____ Passage for review

As a student you may experience a range of issues that can cause barriers to learning or reduce your ability to participate in daily activities. These might include strained relationships, anxiety, high levels of stress, alcohol/drug problems, feeling down, health concerns, or unwanted sexual experiences. Counseling, Health Services and Health Promotion are here to help with these or other issues you may experience. You can learn more about these program and services by contacting:

Counseling Services

120 Richmond Quad (North Campus), 716-645-2720

202 Michael Hall (South Campus), 716-829-5900


Health Services

Michael Hall (South Campus), 716-829-3316


Office of Health Promotion

114 Student Union (North Campus), 716-645-2837


Sexual Harassment/Violence:

UB is committed to providing a safe learning environment free of all forms of discrimination and sexual harassment, including sexual assault, domestic and dating violence and stalking. If you have experienced gender-based violence (intimate partner violence, attempted or completed sexual assault, harassment, coercion, stalking, etc.), UB has resources to help. This includes academic accommodations, health and counseling services, housing accommodations, helping with legal protective orders, and assistance with reporting the incident to police or other UB officials if you so choose. Please contact UB’s Title IX Coordinator at 716-645-2266 for more information. For confidential assistance, you may also contact a Crisis Service Campus Advocate at 716-796-4399.

________
____ Stored data

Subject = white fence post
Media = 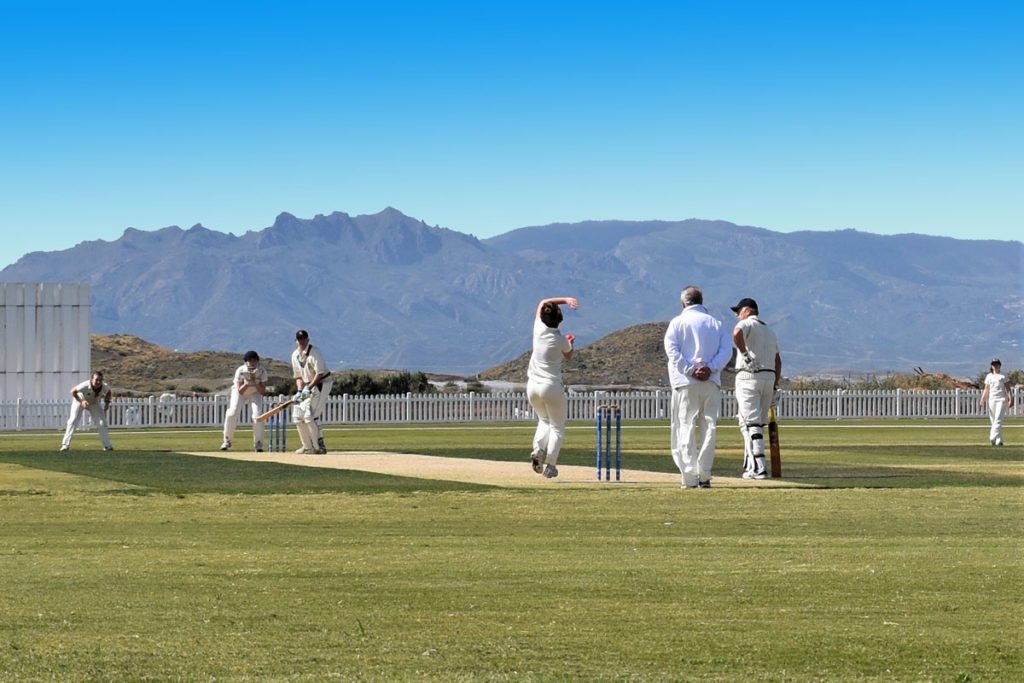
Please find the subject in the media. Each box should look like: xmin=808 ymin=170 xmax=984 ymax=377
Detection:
xmin=0 ymin=387 xmax=999 ymax=431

________

◆ **Problems and tasks**:
1) What phone number does the student support notice give for confidential help from a Crisis Service Campus Advocate?
2) Carry on the student support notice from its last sentence.

◆ **Answers to the exercises**:
1) 716-796-4399

2)
Please be aware UB faculty are mandated to report violence or harassment on the basis of sex or gender. This means that if you tell me about a situation, I will need to report it to the Office of Equity, Diversity and Inclusion. You will still have options about how the situation will be handled, including whether or not you wish to pursue a formal complaint. Please know that if you not wish to have UB proceed with an investigation, your request will be honored unless UB’s failure to act does not adequately mitigate the risk of harm to you or other members of the university community. You also have the option of speaking with trained counselors who can maintain confidentiality. UB’s Options for Confidentiality Disclosing Sexual Violence provides a full explanation of the resources available, as well as contact information. You may call UB’s Office of Equity, Diversity and Inclusion at 716-645-2266 for more information, and you have the option of calling that office anonymously if you would prefer not to disclose your identity.

Technology Recommendations

To effectively participate in this course, regardless of mode of instruction, the university recommends you have access to a Windows or Mac computer with webcam and broadband. Your best opportunity for success in the blended UB course delivery environment (in-person, hybrid and remote) will require these minimum capabilities.

Public health compliance in a classroom setting

UB student Behavioral Requirements in all Campus Public Spaces include:

  1. Students are required to obtain and wear a high-quality, tight-fitting, high-filtration mask when aboard a UB bus or shuttle or in a clinical health care setting in accordance with current health and safety guidelines. Masks indoors and in other public campus settings are optional.
  1. Students who are regularly on campus and not fully vaccinated are required to participate in surveillance testing.
  1. Students are required to abide by New York State, federal and Center for Disease Control and Prevention (CDC) travel restrictions and precautionary quarantines.
  1. Students are required to stay home if they are sick.
  1. Students are required to follow campus and public health directives for isolation or quarantine.
  1. Should a student need to miss class due to illness, isolation or quarantine, they are required to notify their faculty to make arrangements to make up missed work.
  1. Living on campus is a privilege that comes with additional requirements. Residential students are required to follow specific Campus Living rules as outlined in the Campus Living Housing Agreement, the Guide to Campus Living and any posted signage.
  1. Students dining at on-campus facilities are expected to follow posted information on any additional requirements specific to the dining environment.
  1. Students are responsible for following any additional directives in settings such as labs, clinical environments etc.